_Lines from a pointing dataset_.
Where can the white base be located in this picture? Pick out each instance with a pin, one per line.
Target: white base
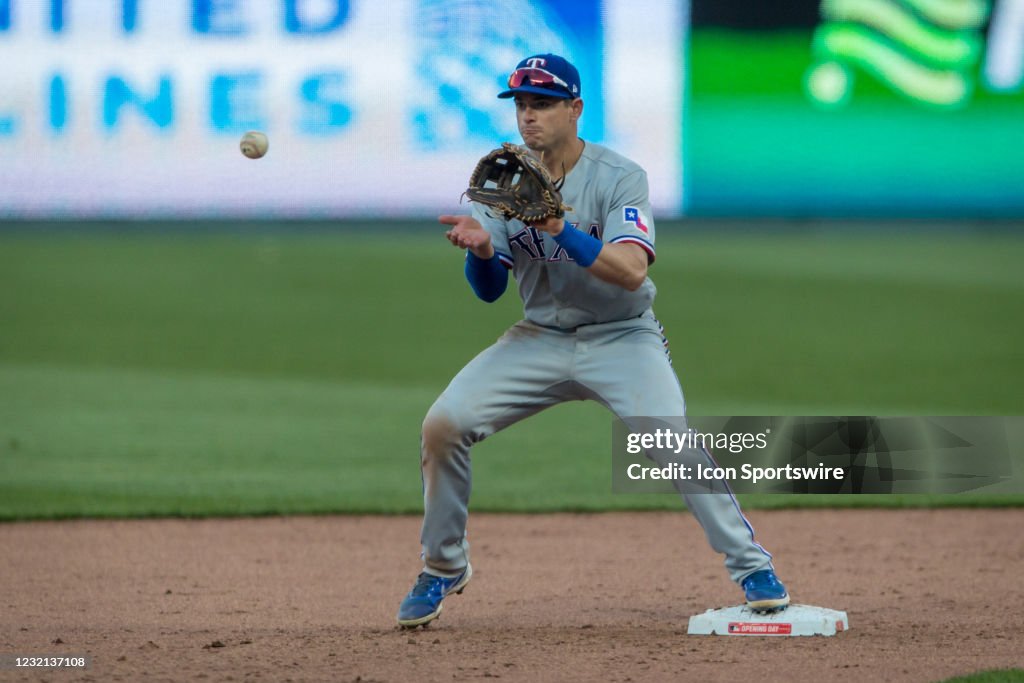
(794, 621)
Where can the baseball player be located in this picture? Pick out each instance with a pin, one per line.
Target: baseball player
(588, 333)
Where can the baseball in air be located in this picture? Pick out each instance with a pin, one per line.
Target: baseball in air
(254, 144)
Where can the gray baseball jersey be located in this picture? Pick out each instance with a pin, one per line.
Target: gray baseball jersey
(608, 196)
(583, 339)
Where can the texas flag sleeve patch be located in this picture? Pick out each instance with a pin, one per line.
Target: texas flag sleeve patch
(632, 214)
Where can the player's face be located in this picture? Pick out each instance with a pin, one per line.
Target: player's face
(546, 123)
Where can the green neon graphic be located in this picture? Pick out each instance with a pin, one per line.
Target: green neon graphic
(952, 13)
(928, 54)
(956, 50)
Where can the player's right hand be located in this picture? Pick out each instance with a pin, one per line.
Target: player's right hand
(466, 232)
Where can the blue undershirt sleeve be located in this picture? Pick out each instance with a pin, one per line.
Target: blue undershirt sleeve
(488, 278)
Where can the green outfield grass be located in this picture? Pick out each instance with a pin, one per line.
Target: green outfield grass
(254, 372)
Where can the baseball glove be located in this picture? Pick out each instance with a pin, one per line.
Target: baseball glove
(518, 185)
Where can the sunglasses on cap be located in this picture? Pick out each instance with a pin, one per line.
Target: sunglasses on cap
(538, 77)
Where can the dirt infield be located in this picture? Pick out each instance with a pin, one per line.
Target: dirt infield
(930, 594)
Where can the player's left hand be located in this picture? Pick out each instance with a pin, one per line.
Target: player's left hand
(467, 232)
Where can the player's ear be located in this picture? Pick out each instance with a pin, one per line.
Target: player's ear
(577, 107)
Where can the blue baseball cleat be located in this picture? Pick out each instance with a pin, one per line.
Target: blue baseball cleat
(765, 592)
(424, 602)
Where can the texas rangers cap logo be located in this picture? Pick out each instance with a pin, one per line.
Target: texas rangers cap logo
(632, 214)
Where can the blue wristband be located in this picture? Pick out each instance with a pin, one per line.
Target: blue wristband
(582, 247)
(488, 278)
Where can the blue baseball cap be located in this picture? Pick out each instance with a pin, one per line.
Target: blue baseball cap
(544, 75)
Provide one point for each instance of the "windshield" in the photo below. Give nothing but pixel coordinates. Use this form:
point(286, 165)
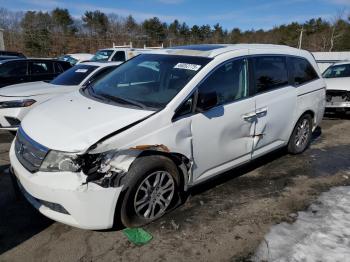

_AIM_.
Render the lines from the one containing "Provide one point" through the final line as a Markdown table with the columns Row and Line, skipping blank lines and leaving out the pictures.

_RESPONSE TO THE TASK_.
| Row | Line |
|---|---|
| 1 | Provide one point for each instance of the "windshield" in the photo below. Give nothing but pixel coordinates. Use this form: |
| 2 | point(286, 165) |